# Verbal Abuse



## BellasMommy (Apr 8, 2010)

Just wanted some advice on verbal abuse.

Whenever we argue he calls me names (usually something about me being and idiot) or talks about how he wants to punch me in the face or kill me. I don't understand why he has to say these things when he gets mad, and I know he doesn't mean it so I try to ignore it, but the comments really hurt! Then of course 5 minutes after the argument he is all Mr. Happy and I am still upset because of the things he said...

I'm not sure where I am in our marriage, sometimes I am happy to be with him, and sometimes I wonder if I'd be happier without him. And sometimes I don't even know if I'm still in the marriage because I love him, or because I'm afraid I won't find someone else better. I feel like I think I can find someone more suited for me, but the grass is always greener on the other side.

He has never physically abused me and I don't feel that he would ever actually do any of the things he says. But it still hurts that he says them. I'm scared that sometimes I feel like I don't love him.

Is there any hope for us or am I just delaying the inevitable? Sometimes I feel like this will end in divorce and I'm just here because I'm here. We have a 5 month old, so it's really hard to even think about divorce... I don't even know. We have so many problems...


----------



## maemayon (Mar 10, 2010)

Get out while u can before it destroys u. My husband was verbally abusive off and on for 75% of our marriage. He only calmed down when the kids came.

But what's going to happen when the kids leave? You don't want to be in my shoes. Leave!!


----------



## jitterbug (Feb 13, 2010)
========================
» Exercise description: Revise the verbal abuse thread from "I'm not sure" to "the other side.", replacing "grass" with "lawn". Rely only on the thread about verbal abuse.
========================
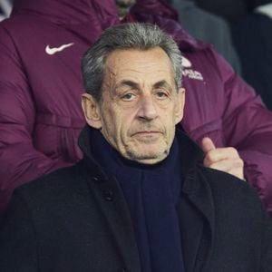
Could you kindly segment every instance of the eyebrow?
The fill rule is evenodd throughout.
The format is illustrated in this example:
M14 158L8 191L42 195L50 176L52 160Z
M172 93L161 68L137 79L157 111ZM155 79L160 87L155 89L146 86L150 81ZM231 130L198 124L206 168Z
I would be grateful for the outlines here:
M124 81L121 81L120 83L120 84L118 84L118 85L120 85L120 86L127 85L127 86L129 86L132 89L137 89L137 90L140 89L139 84L132 82L132 81L124 80ZM166 89L170 90L170 92L172 92L172 87L165 80L162 80L162 81L160 81L160 82L154 83L152 87L153 88L161 88L161 87L163 87L163 88L166 88Z
M154 88L165 88L167 90L170 90L170 92L172 92L172 87L165 81L165 80L162 80L160 82L158 82L156 83L154 85L153 85Z

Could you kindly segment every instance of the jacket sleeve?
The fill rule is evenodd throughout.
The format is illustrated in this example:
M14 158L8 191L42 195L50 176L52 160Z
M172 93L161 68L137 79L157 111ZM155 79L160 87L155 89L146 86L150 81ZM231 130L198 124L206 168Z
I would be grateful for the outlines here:
M223 135L245 162L245 175L272 213L272 112L227 62L215 59L224 83Z
M38 271L36 248L35 232L27 206L15 195L0 226L1 271Z
M35 105L27 72L0 26L0 213L15 188L62 166L35 150Z
M266 216L262 238L260 272L272 271L272 219Z

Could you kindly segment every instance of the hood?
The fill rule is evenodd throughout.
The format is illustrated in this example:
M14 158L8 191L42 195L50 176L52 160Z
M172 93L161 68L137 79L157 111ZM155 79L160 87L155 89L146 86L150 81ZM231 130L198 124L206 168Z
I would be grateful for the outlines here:
M103 28L119 23L114 0L15 0L15 15L36 15L59 24L77 24L96 17Z
M95 24L103 30L120 24L115 0L15 0L12 15L34 15L54 24L65 24L66 28L71 24L91 22L92 25ZM158 24L184 52L207 46L180 26L178 13L165 0L137 0L123 22Z

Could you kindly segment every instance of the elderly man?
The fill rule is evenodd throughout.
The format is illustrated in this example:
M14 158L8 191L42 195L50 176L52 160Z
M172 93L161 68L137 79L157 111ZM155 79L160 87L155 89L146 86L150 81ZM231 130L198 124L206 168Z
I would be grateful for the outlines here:
M271 271L271 222L254 189L205 168L175 129L180 72L159 27L103 33L83 60L84 158L15 190L1 271Z

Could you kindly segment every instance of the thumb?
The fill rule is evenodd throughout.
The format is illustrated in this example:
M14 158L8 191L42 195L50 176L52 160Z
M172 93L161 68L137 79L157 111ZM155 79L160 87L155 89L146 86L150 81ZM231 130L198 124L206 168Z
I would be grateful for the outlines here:
M216 149L212 140L209 137L204 137L202 139L201 147L204 153L208 153L209 151Z

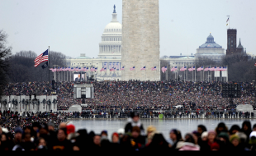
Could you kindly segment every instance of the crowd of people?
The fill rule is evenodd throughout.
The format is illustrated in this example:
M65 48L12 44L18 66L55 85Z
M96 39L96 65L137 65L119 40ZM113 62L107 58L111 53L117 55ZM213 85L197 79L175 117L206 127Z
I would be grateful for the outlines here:
M39 124L51 122L55 129L57 129L59 123L67 121L69 115L60 112L39 112L36 113L27 112L19 114L18 112L0 111L0 126L12 135L14 135L16 127L32 126L34 122Z
M88 107L83 110L170 110L173 106L183 105L185 110L199 108L212 110L222 108L235 108L237 104L251 104L255 108L255 87L254 83L238 83L242 97L230 99L221 97L222 82L192 81L112 81L80 82L93 83L94 99L86 99ZM57 82L55 89L47 82L10 83L6 86L6 95L29 94L58 94L58 111L68 110L73 104L81 104L82 99L73 99L74 82ZM194 105L193 105L194 104ZM195 107L192 107L192 105Z
M224 122L220 122L215 130L198 125L195 131L185 135L173 127L168 138L164 138L154 126L145 129L136 113L131 113L126 126L112 134L107 130L99 134L86 129L76 131L74 125L67 122L60 122L55 129L48 122L35 121L32 125L16 126L14 135L0 127L0 150L256 150L256 124L252 127L249 121L244 121L241 126L233 125L230 129Z

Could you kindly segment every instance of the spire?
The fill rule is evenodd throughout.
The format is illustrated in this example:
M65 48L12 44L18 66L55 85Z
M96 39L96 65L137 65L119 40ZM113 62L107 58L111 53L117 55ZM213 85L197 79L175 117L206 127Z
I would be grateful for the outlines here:
M112 13L112 21L111 22L118 22L117 19L116 19L117 14L116 12L116 6L114 5L114 11Z
M241 39L239 38L239 44L238 45L237 48L243 48L243 46L241 44Z
M113 13L116 13L116 6L114 5L114 11L113 11Z

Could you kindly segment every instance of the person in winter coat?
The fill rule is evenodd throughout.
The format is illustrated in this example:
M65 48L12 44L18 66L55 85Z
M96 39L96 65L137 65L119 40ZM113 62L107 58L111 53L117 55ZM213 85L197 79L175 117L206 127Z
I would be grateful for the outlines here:
M130 117L131 117L131 120L129 121L128 123L126 125L125 132L130 133L134 126L138 126L140 129L140 133L144 134L145 130L144 130L142 123L140 121L139 114L132 112L130 113Z
M230 135L230 141L231 143L230 150L244 150L237 135Z
M185 135L185 142L179 150L200 150L200 146L196 145L192 135L187 133Z

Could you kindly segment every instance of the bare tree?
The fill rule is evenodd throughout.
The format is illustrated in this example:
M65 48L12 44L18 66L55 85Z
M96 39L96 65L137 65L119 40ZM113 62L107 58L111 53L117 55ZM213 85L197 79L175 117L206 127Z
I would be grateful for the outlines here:
M0 95L7 84L7 71L9 70L9 57L12 54L12 47L7 46L7 34L0 30Z
M249 60L245 53L227 55L222 58L222 64L228 65L229 81L255 80L255 60Z

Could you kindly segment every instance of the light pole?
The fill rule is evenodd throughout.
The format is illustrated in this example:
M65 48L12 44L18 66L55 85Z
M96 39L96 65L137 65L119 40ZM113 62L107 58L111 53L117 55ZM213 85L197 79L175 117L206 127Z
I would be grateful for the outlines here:
M85 63L82 63L83 64L83 64L85 64ZM81 71L81 76L80 76L80 78L81 78L81 81L82 81L82 71Z

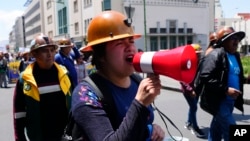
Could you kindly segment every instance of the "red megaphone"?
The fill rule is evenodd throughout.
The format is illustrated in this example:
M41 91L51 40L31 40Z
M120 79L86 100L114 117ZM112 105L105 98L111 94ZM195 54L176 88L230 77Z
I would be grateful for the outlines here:
M133 58L137 72L169 76L190 83L197 69L197 56L192 46L186 45L158 52L139 52Z

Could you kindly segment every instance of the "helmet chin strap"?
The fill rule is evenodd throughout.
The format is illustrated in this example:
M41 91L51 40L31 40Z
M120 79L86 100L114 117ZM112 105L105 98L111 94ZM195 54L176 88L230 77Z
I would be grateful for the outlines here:
M131 27L132 24L132 19L131 18L127 18L126 20L124 20L125 25L127 25L128 27Z

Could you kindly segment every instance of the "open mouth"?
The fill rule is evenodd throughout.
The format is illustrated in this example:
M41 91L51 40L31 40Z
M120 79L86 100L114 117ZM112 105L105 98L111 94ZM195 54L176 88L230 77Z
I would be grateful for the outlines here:
M129 63L132 63L133 62L133 55L130 55L130 56L127 56L126 58L126 61L129 62Z

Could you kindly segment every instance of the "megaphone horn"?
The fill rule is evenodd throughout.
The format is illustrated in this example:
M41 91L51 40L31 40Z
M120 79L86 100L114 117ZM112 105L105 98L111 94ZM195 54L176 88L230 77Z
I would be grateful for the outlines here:
M165 75L190 83L196 74L197 56L192 46L180 46L158 52L140 52L133 58L137 72Z

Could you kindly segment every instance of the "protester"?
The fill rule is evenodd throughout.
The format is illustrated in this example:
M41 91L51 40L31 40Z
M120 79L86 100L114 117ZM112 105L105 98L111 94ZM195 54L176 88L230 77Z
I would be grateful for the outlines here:
M201 108L213 115L209 141L229 140L229 126L235 125L234 107L243 110L243 68L237 52L239 42L245 37L242 31L225 26L217 32L218 41L205 58L200 72L204 84Z
M21 53L21 61L19 65L19 72L21 73L22 71L25 70L25 68L32 63L33 61L31 60L30 56L30 48L25 48L24 52Z
M83 58L84 58L84 54L80 53L80 57L76 59L76 63L75 63L78 83L80 83L88 75L88 72L85 66L86 62L83 60Z
M80 57L80 53L70 39L62 38L59 40L58 45L60 50L55 55L55 61L68 69L70 80L74 88L78 84L74 62Z
M98 90L87 82L75 88L72 113L84 139L163 140L165 133L159 125L153 124L151 107L160 94L159 75L150 75L140 83L132 78L134 68L131 61L137 52L134 39L141 35L134 34L124 15L105 11L92 19L87 37L87 46L80 50L93 51L92 64L97 72L90 78L97 78L95 80L109 92L102 91L104 99L100 99ZM109 105L112 102L106 105L103 100L113 101L114 105Z
M197 54L197 57L200 59L202 49L199 44L191 44L191 46L195 49L195 52ZM199 62L197 62L199 63ZM199 101L199 95L195 93L194 90L194 82L191 83L184 83L180 82L183 96L185 97L188 105L189 105L189 111L188 111L188 119L185 124L185 128L188 130L191 130L192 134L196 135L199 138L205 137L205 134L203 131L199 128L196 118L197 113L197 103Z
M209 35L209 45L205 51L205 56L207 54L209 54L216 46L216 42L217 42L218 38L217 38L217 33L216 32L213 32Z
M57 48L44 34L31 42L35 61L21 73L14 91L16 141L61 141L72 88L67 69L54 61Z
M1 88L7 88L6 72L8 70L8 61L4 58L4 53L0 52L0 86Z

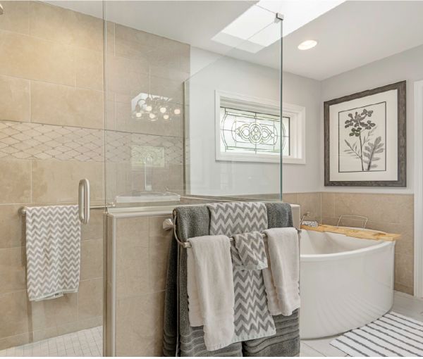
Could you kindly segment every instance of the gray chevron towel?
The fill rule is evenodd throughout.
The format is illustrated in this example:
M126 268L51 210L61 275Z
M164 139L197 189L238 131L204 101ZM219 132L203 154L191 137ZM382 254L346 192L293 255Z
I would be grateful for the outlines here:
M266 206L255 202L231 202L207 205L210 210L210 234L233 236L267 228ZM252 234L254 235L254 234ZM275 324L267 308L267 298L261 270L240 270L243 266L233 241L235 292L235 334L233 341L243 341L274 335Z
M236 256L237 269L262 270L267 267L267 256L264 249L263 236L259 232L252 232L234 234L233 241L236 251L233 257Z
M27 288L30 301L78 291L80 267L78 206L26 210Z

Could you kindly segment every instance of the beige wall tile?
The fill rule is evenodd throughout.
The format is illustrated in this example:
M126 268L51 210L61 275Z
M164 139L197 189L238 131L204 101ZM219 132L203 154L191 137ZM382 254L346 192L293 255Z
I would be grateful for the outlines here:
M0 75L75 84L70 46L0 30Z
M104 128L103 93L38 81L31 82L32 122Z
M104 90L103 53L74 48L76 87Z
M169 247L172 231L166 237L151 237L149 247L150 291L164 291L166 286Z
M21 207L0 206L0 248L25 246L25 218L19 213Z
M284 193L282 194L282 200L287 203L298 204L298 195L296 193Z
M80 280L103 276L103 239L81 242Z
M115 53L118 56L146 59L147 53L163 45L164 37L119 24L115 25ZM168 53L167 56L168 57Z
M395 282L412 288L414 256L395 253Z
M30 33L29 1L1 1L4 13L0 20L0 30Z
M56 299L30 302L32 329L38 330L70 323L78 318L78 295L65 294Z
M164 308L164 292L120 299L116 308L116 355L159 355Z
M103 238L104 212L102 210L91 210L90 222L81 225L81 240L100 239Z
M25 291L25 247L0 249L0 294Z
M317 192L299 193L298 204L301 206L301 215L309 212L305 220L321 221L321 194Z
M30 81L0 76L0 120L30 120Z
M31 163L0 160L0 203L31 202Z
M358 215L372 222L411 223L413 220L413 196L410 194L336 194L336 217Z
M28 332L26 291L0 295L0 338Z
M26 344L30 342L30 334L23 333L22 334L14 335L0 339L0 351Z
M335 217L335 202L336 194L321 192L321 215Z
M32 161L35 202L76 202L80 180L87 178L91 201L104 199L104 164L99 162Z
M103 315L103 279L81 281L78 293L78 318L85 320Z
M94 3L102 11L101 3ZM30 3L31 34L66 45L103 50L103 21L38 1Z

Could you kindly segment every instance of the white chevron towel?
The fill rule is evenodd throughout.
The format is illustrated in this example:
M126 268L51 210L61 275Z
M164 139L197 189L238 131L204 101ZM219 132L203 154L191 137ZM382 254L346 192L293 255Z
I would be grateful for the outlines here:
M30 301L78 291L81 229L78 206L26 210L27 288Z
M264 203L230 202L210 203L210 234L233 236L244 232L260 236L267 228ZM261 239L261 238L260 238ZM256 241L258 241L258 238ZM243 261L233 241L231 244L235 294L233 342L257 339L276 334L275 324L267 308L262 270L240 270Z

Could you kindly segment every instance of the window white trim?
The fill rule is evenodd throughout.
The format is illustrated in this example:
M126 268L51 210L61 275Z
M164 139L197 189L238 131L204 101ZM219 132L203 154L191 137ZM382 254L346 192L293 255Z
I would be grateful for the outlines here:
M423 80L415 82L415 296L423 297Z
M215 91L215 153L216 160L240 161L240 162L280 162L280 156L277 155L257 155L249 153L228 153L221 151L221 106L233 104L234 108L240 108L254 112L263 111L264 113L272 113L279 115L279 102L268 99L249 96L240 94ZM290 155L283 157L283 163L305 164L305 108L297 105L283 103L283 116L290 118ZM293 144L293 146L291 145Z

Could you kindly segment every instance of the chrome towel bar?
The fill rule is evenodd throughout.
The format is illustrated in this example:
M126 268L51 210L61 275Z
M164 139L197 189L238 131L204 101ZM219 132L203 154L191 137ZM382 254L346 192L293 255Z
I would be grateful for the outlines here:
M108 204L106 206L92 206L91 207L90 207L90 209L107 209L107 208L111 208L114 207L115 205L114 204ZM20 207L20 208L19 208L19 213L22 215L26 215L26 207Z
M175 210L173 210L173 220L170 218L168 218L163 221L163 229L165 230L170 230L173 229L173 236L175 237L175 239L178 242L178 244L179 244L182 248L191 248L191 244L190 242L183 242L179 239L179 238L178 238L178 234L176 234L177 216ZM301 233L301 229L299 229L298 228L295 228L295 229L297 229L297 232L298 233L298 234ZM262 236L263 237L263 238L267 237L264 233L262 233ZM231 241L233 241L233 238L231 237L230 240Z

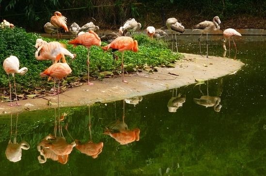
========================
» Response area:
I'm not sure where I am in our marriage, sometimes I am happy to be with him, and sometimes I wonder if I'd be happier without him. And sometimes I don't even know if I'm still in the marriage because I love him, or because I'm afraid I won't find someone else better. I feel like I think I can find someone more suited for me, but the lawn is always greener on the other side.